» MATERIAL FOR THIS EXERCISE
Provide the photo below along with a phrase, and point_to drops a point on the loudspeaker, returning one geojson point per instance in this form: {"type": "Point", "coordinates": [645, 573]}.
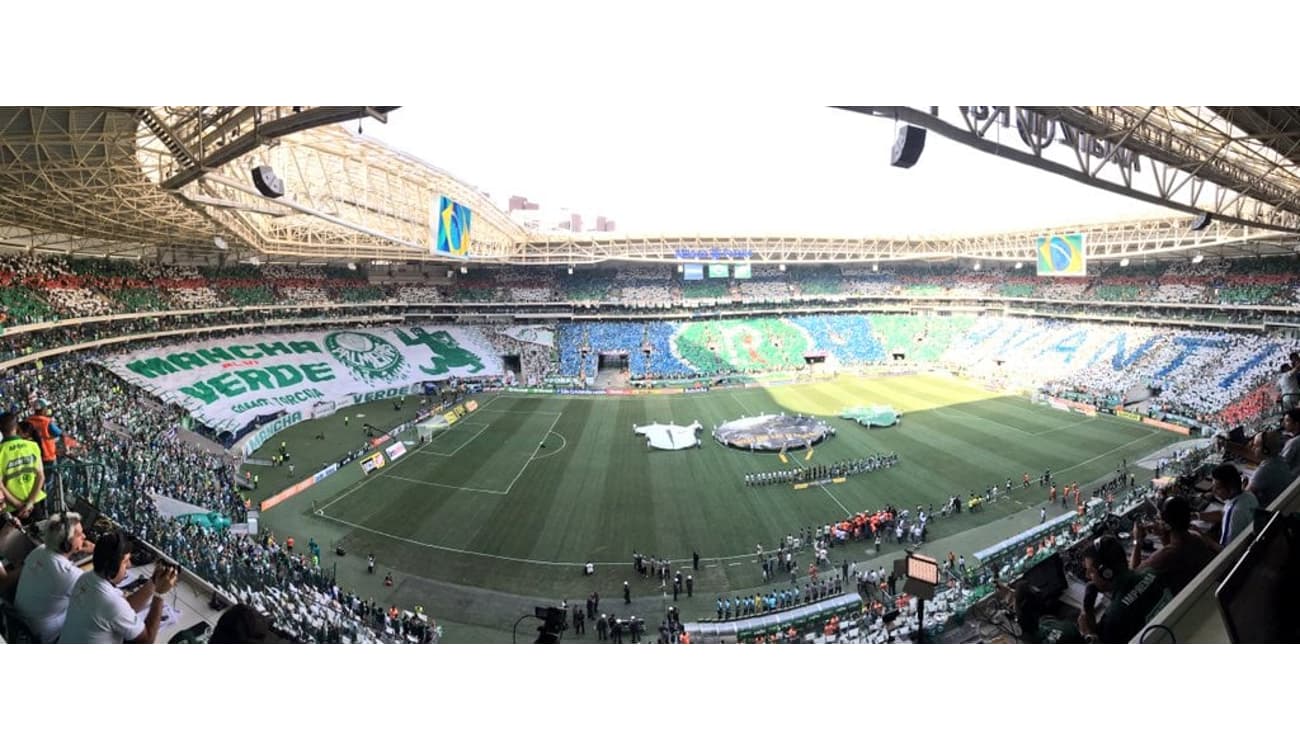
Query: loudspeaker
{"type": "Point", "coordinates": [908, 147]}
{"type": "Point", "coordinates": [267, 183]}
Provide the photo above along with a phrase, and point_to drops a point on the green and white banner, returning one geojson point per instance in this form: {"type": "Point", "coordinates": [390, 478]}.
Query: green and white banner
{"type": "Point", "coordinates": [226, 384]}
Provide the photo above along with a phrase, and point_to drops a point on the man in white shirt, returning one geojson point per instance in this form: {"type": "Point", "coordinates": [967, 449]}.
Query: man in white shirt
{"type": "Point", "coordinates": [48, 575]}
{"type": "Point", "coordinates": [1288, 384]}
{"type": "Point", "coordinates": [1273, 475]}
{"type": "Point", "coordinates": [99, 612]}
{"type": "Point", "coordinates": [1239, 506]}
{"type": "Point", "coordinates": [1291, 449]}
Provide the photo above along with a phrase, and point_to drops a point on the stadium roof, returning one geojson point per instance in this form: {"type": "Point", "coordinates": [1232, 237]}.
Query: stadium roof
{"type": "Point", "coordinates": [176, 181]}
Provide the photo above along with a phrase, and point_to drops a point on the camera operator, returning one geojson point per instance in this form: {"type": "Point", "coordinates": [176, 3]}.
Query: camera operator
{"type": "Point", "coordinates": [1183, 553]}
{"type": "Point", "coordinates": [48, 576]}
{"type": "Point", "coordinates": [100, 614]}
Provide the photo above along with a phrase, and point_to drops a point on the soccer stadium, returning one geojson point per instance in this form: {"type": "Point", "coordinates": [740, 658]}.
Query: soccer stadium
{"type": "Point", "coordinates": [267, 378]}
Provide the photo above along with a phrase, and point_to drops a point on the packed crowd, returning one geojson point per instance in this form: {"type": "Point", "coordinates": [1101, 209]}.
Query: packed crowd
{"type": "Point", "coordinates": [134, 442]}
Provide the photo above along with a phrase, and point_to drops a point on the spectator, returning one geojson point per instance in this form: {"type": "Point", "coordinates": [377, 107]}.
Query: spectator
{"type": "Point", "coordinates": [242, 624]}
{"type": "Point", "coordinates": [99, 612]}
{"type": "Point", "coordinates": [48, 576]}
{"type": "Point", "coordinates": [1134, 597]}
{"type": "Point", "coordinates": [1183, 553]}
{"type": "Point", "coordinates": [1239, 506]}
{"type": "Point", "coordinates": [1291, 449]}
{"type": "Point", "coordinates": [1273, 476]}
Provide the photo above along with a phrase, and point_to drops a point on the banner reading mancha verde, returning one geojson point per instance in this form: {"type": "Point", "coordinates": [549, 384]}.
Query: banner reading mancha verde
{"type": "Point", "coordinates": [226, 384]}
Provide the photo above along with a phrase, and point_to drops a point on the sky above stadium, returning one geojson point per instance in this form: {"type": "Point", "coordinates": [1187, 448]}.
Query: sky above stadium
{"type": "Point", "coordinates": [762, 170]}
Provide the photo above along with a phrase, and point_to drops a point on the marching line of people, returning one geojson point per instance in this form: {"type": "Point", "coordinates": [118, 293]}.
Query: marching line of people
{"type": "Point", "coordinates": [845, 468]}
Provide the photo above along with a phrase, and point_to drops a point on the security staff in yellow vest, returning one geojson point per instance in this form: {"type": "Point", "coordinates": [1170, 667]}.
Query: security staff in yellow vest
{"type": "Point", "coordinates": [21, 472]}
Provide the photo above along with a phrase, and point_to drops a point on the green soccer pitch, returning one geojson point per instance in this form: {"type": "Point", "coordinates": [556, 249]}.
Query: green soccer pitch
{"type": "Point", "coordinates": [514, 498]}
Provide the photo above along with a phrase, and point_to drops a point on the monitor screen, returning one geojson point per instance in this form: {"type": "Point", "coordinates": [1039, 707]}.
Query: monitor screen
{"type": "Point", "coordinates": [1257, 598]}
{"type": "Point", "coordinates": [1048, 577]}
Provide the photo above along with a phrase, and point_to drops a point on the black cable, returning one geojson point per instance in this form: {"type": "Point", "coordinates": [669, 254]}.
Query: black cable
{"type": "Point", "coordinates": [1157, 627]}
{"type": "Point", "coordinates": [514, 631]}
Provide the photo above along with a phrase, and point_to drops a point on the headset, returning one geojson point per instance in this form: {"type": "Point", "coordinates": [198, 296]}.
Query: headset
{"type": "Point", "coordinates": [63, 525]}
{"type": "Point", "coordinates": [1108, 550]}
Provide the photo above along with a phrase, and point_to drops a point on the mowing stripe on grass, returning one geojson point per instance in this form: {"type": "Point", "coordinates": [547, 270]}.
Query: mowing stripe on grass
{"type": "Point", "coordinates": [367, 480]}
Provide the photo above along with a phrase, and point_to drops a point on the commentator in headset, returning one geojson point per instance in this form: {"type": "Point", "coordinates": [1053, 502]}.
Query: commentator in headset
{"type": "Point", "coordinates": [100, 614]}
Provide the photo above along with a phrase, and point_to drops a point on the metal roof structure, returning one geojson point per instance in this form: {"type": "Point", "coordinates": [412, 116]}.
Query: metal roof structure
{"type": "Point", "coordinates": [173, 182]}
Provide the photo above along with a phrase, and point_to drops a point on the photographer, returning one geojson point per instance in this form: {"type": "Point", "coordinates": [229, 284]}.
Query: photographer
{"type": "Point", "coordinates": [100, 614]}
{"type": "Point", "coordinates": [1183, 553]}
{"type": "Point", "coordinates": [1273, 476]}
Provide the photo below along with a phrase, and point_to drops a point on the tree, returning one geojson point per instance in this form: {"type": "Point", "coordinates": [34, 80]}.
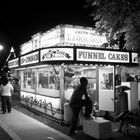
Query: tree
{"type": "Point", "coordinates": [118, 18]}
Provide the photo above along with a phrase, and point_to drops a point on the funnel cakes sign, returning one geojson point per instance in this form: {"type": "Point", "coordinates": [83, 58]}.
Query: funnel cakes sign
{"type": "Point", "coordinates": [57, 54]}
{"type": "Point", "coordinates": [102, 56]}
{"type": "Point", "coordinates": [29, 59]}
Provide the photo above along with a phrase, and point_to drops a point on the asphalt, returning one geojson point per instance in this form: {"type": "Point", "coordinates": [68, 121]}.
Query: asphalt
{"type": "Point", "coordinates": [22, 127]}
{"type": "Point", "coordinates": [19, 126]}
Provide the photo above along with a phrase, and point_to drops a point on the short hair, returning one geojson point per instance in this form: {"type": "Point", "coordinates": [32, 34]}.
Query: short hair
{"type": "Point", "coordinates": [83, 81]}
{"type": "Point", "coordinates": [139, 103]}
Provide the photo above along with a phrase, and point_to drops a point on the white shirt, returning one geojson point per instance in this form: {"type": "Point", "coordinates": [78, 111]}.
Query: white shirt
{"type": "Point", "coordinates": [6, 90]}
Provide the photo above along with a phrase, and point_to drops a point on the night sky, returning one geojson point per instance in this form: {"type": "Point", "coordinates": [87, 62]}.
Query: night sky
{"type": "Point", "coordinates": [20, 20]}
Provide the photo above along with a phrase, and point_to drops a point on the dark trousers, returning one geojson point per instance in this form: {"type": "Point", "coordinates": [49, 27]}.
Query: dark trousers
{"type": "Point", "coordinates": [6, 103]}
{"type": "Point", "coordinates": [76, 108]}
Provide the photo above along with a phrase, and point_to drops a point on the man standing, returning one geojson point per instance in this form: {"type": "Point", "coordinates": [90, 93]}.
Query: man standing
{"type": "Point", "coordinates": [6, 90]}
{"type": "Point", "coordinates": [77, 102]}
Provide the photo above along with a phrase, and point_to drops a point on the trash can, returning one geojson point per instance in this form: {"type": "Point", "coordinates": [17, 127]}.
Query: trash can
{"type": "Point", "coordinates": [67, 113]}
{"type": "Point", "coordinates": [123, 102]}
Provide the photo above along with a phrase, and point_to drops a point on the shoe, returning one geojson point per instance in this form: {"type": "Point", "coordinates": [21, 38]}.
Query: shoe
{"type": "Point", "coordinates": [71, 133]}
{"type": "Point", "coordinates": [88, 118]}
{"type": "Point", "coordinates": [118, 130]}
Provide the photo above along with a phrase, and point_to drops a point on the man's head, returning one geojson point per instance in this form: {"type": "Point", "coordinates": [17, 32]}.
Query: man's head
{"type": "Point", "coordinates": [83, 81]}
{"type": "Point", "coordinates": [139, 103]}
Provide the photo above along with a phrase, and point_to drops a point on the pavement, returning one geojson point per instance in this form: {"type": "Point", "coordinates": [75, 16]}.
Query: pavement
{"type": "Point", "coordinates": [22, 127]}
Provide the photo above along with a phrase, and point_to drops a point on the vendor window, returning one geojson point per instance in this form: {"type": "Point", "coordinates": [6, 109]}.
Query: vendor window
{"type": "Point", "coordinates": [29, 80]}
{"type": "Point", "coordinates": [49, 79]}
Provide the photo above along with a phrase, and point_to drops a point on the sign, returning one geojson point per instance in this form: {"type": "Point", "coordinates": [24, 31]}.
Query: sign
{"type": "Point", "coordinates": [57, 54]}
{"type": "Point", "coordinates": [135, 58]}
{"type": "Point", "coordinates": [102, 56]}
{"type": "Point", "coordinates": [106, 88]}
{"type": "Point", "coordinates": [83, 37]}
{"type": "Point", "coordinates": [36, 41]}
{"type": "Point", "coordinates": [50, 38]}
{"type": "Point", "coordinates": [26, 47]}
{"type": "Point", "coordinates": [29, 59]}
{"type": "Point", "coordinates": [13, 63]}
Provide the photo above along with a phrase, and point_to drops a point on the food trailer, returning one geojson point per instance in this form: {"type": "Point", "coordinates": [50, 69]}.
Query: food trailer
{"type": "Point", "coordinates": [52, 62]}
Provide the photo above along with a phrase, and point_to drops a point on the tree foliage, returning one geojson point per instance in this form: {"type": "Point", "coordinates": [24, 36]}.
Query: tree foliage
{"type": "Point", "coordinates": [117, 18]}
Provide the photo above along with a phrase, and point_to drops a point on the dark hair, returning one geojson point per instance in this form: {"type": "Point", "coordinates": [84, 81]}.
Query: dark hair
{"type": "Point", "coordinates": [139, 103]}
{"type": "Point", "coordinates": [4, 81]}
{"type": "Point", "coordinates": [83, 81]}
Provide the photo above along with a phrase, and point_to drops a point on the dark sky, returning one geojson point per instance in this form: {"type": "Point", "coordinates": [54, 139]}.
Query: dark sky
{"type": "Point", "coordinates": [20, 20]}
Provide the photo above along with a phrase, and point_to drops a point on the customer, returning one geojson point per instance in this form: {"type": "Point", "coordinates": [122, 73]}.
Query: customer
{"type": "Point", "coordinates": [6, 91]}
{"type": "Point", "coordinates": [129, 116]}
{"type": "Point", "coordinates": [76, 103]}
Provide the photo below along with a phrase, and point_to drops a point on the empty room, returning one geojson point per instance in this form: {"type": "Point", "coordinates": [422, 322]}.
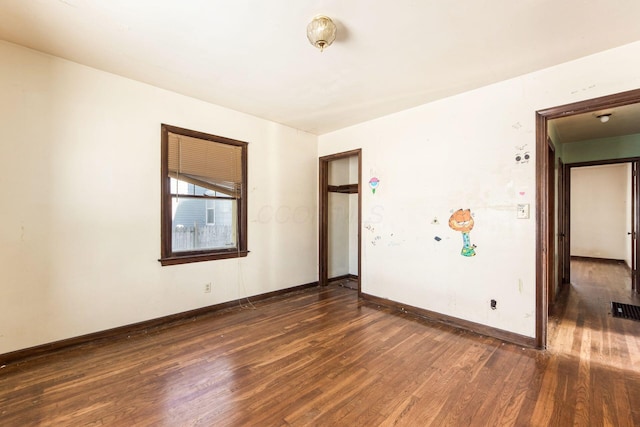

» THE PROBLEM
Collect every line of the data above that contains the word "monitor", copying each one in full.

» SOLUTION TO THIS TASK
Provide the photo above along with a phrase, and point_to drops a point on the monitor screen, returning one geojson point per instance in this form: {"type": "Point", "coordinates": [1039, 707]}.
Query: monitor screen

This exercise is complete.